Consigne: Disposez toutes les lignes des items ci-dessous en liste numérotée, sans reprendre les lignes vides. N'incluez pas les images dans votre réponse.

Données de départ:
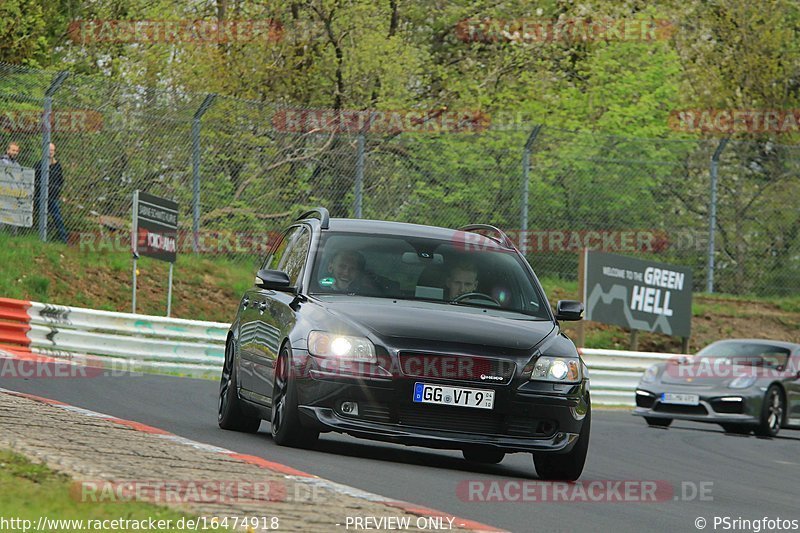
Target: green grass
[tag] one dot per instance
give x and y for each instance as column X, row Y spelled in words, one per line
column 205, row 287
column 31, row 491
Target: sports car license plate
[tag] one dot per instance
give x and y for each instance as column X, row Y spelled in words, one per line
column 680, row 399
column 458, row 396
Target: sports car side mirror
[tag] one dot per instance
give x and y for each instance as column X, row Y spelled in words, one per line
column 273, row 280
column 569, row 310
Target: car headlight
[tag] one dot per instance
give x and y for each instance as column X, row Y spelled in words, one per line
column 344, row 347
column 560, row 369
column 742, row 382
column 650, row 374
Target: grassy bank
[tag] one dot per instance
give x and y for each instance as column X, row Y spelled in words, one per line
column 204, row 288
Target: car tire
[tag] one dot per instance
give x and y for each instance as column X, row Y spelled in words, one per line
column 658, row 422
column 772, row 412
column 231, row 413
column 565, row 466
column 286, row 428
column 485, row 455
column 737, row 429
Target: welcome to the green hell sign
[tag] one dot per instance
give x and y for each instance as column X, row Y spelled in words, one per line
column 638, row 294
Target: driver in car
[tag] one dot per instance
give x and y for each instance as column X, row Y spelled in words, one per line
column 462, row 279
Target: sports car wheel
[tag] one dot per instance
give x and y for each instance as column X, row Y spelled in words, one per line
column 286, row 427
column 565, row 466
column 483, row 455
column 230, row 411
column 658, row 422
column 771, row 413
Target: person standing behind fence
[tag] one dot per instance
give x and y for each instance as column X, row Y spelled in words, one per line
column 55, row 182
column 10, row 157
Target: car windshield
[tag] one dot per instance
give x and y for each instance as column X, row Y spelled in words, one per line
column 432, row 270
column 746, row 353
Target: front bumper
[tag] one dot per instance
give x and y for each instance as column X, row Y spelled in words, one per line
column 735, row 406
column 527, row 416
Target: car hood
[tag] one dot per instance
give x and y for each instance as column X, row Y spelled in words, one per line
column 444, row 323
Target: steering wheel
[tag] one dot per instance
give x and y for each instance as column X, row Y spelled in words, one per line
column 477, row 295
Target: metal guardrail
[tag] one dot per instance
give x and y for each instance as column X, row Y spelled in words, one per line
column 123, row 340
column 197, row 348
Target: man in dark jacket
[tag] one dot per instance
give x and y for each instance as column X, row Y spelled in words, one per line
column 55, row 182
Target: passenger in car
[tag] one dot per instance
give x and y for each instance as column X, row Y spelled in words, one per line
column 348, row 268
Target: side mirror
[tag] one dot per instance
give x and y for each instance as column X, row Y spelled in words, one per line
column 273, row 280
column 569, row 310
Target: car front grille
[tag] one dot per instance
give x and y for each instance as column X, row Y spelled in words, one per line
column 531, row 427
column 728, row 408
column 375, row 412
column 468, row 368
column 680, row 409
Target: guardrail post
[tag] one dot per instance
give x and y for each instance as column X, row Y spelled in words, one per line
column 526, row 167
column 208, row 102
column 44, row 169
column 712, row 218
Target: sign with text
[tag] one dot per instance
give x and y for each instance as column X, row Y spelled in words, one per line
column 16, row 195
column 638, row 294
column 155, row 226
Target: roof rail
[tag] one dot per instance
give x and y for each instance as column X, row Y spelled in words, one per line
column 500, row 237
column 321, row 213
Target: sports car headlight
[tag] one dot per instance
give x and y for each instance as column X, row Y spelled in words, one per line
column 345, row 347
column 560, row 369
column 650, row 374
column 742, row 382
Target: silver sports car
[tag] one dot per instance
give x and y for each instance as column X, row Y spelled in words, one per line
column 743, row 385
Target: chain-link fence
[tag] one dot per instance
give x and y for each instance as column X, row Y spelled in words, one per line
column 240, row 170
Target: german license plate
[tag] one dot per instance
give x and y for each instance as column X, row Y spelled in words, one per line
column 457, row 396
column 680, row 399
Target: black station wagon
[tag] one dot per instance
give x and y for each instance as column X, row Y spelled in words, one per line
column 409, row 334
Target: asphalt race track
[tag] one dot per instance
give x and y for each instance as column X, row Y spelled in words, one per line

Réponse attendue:
1. Target: green grass
2. [tag] one dot per instance
3. give x and y for each instance as column X, row Y spelled in words, one per line
4. column 205, row 287
5. column 31, row 491
6. Target: sports car license plate
7. [tag] one dot per instance
8. give x and y for each instance as column X, row Y spelled in words, one per line
9. column 680, row 399
10. column 458, row 396
11. Target: sports car side mirror
12. [tag] one dot per instance
13. give x and y for each instance as column X, row Y spelled in words, one per line
14. column 273, row 280
15. column 569, row 310
16. Target: car headlight
17. [tag] one dot per instance
18. give x and y for each instance as column X, row Y spelled in words, one per line
19. column 344, row 347
20. column 560, row 369
21. column 742, row 382
22. column 650, row 374
23. Target: grassy bank
24. [tag] one dot per instance
25. give x and y for each instance as column X, row Y spelled in words, one per line
26. column 204, row 288
27. Target: car tire
28. [tag] one dot per instance
29. give x and y for each instance as column X, row Y spelled in words, one per line
30. column 658, row 422
31. column 772, row 412
32. column 231, row 413
33. column 565, row 466
34. column 286, row 428
35. column 485, row 455
36. column 737, row 429
37. Target: welcome to the green hell sign
38. [tag] one dot per instance
39. give x and y for each instance as column X, row Y spelled in words, one per line
40. column 638, row 294
41. Target: driver in car
42. [tag] one dot per instance
43. give x and y for each instance as column X, row Y spelled in words, one per line
44. column 462, row 279
45. Target: sports car wheel
46. [tag] one dot per instance
47. give x and y for each instance as column X, row Y spelled in words, one per line
48. column 286, row 427
49. column 565, row 466
50. column 483, row 455
51. column 230, row 411
52. column 658, row 422
53. column 771, row 413
54. Target: person standing behind fence
55. [tag] one dot per instance
56. give x and y for each instance as column X, row Y spelled in words, one per line
57. column 55, row 182
58. column 10, row 157
59. Target: car windshield
60. [tag] one dot per instance
61. give x and y for each instance as column X, row Y spelled in words, one per line
62. column 432, row 270
63. column 746, row 353
64. Target: front bumper
65. [tag] one dot per instance
66. give x and y for each instance as column X, row Y spelled in words, one per line
67. column 735, row 406
68. column 527, row 416
69. Target: car hood
70. [tag] one dot per instance
71. give x and y for each instance as column X, row Y spelled in words, one per line
72. column 444, row 323
73. Target: steering wheel
74. [tag] one dot per instance
75. give x and y for each instance as column X, row Y spelled in words, one per line
76. column 477, row 295
77. Target: metal guardrail
78. [tag] one dot per instance
79. give x and y for each instance as column X, row Y spelled in words, one per line
80. column 123, row 340
81. column 197, row 348
82. Target: man in dark jacket
83. [tag] one dot per instance
84. give x and y for each instance as column X, row Y spelled in words, one per line
85. column 55, row 182
86. Target: passenger in car
87. [tag] one dot per instance
88. give x and y for each instance as column X, row Y spelled in words, one per line
89. column 348, row 268
90. Target: side mirror
91. [tag] one dot per instance
92. give x and y for each instance as column X, row Y spelled in words, one per line
93. column 273, row 280
94. column 569, row 310
95. Target: car front grille
96. [tag] one dot per instance
97. give x and y for each instance as column X, row Y spelled in words, one per line
98. column 531, row 427
99. column 728, row 408
100. column 375, row 412
101. column 468, row 368
102. column 680, row 409
103. Target: guardrail post
104. [tag] one dot per instance
105. give x and y for each instance as column X, row Y spelled in words, one per line
106. column 526, row 167
107. column 208, row 102
108. column 44, row 169
109. column 712, row 218
110. Target: sign with text
111. [tag] one dot per instance
112. give x and y for each instance as column X, row Y spelled in words, one per line
113. column 16, row 195
114. column 638, row 294
115. column 155, row 226
116. Target: roof rail
117. [tag] one dot per instance
118. give x and y for each instance as column X, row Y spelled in words, one per line
119. column 500, row 237
120. column 321, row 213
121. Target: sports car headlight
122. [tag] one dot per instance
123. give x and y for each instance as column X, row Y spelled in words, one per line
124. column 345, row 347
125. column 560, row 369
126. column 650, row 374
127. column 742, row 382
128. Target: silver sports car
129. [tag] one dot per instance
130. give x and y for each instance as column X, row Y spelled in words, one per line
131. column 743, row 385
132. Target: chain-link fence
133. [tag] one dot per instance
134. give x and y for each instance as column X, row Y spelled in words, one per line
135. column 240, row 170
136. Target: german license plate
137. [tag] one dot per instance
138. give x and y for each instance as column X, row Y spelled in words, one per line
139. column 457, row 396
140. column 680, row 399
141. Target: black station wagon
142. [tag] one dot per instance
143. give x and y for each instance as column X, row Y spelled in words, one per line
144. column 409, row 334
145. Target: asphalt race track
146. [tag] one dot per instance
147. give x and y for each instance as column X, row Y spelled in words, one per line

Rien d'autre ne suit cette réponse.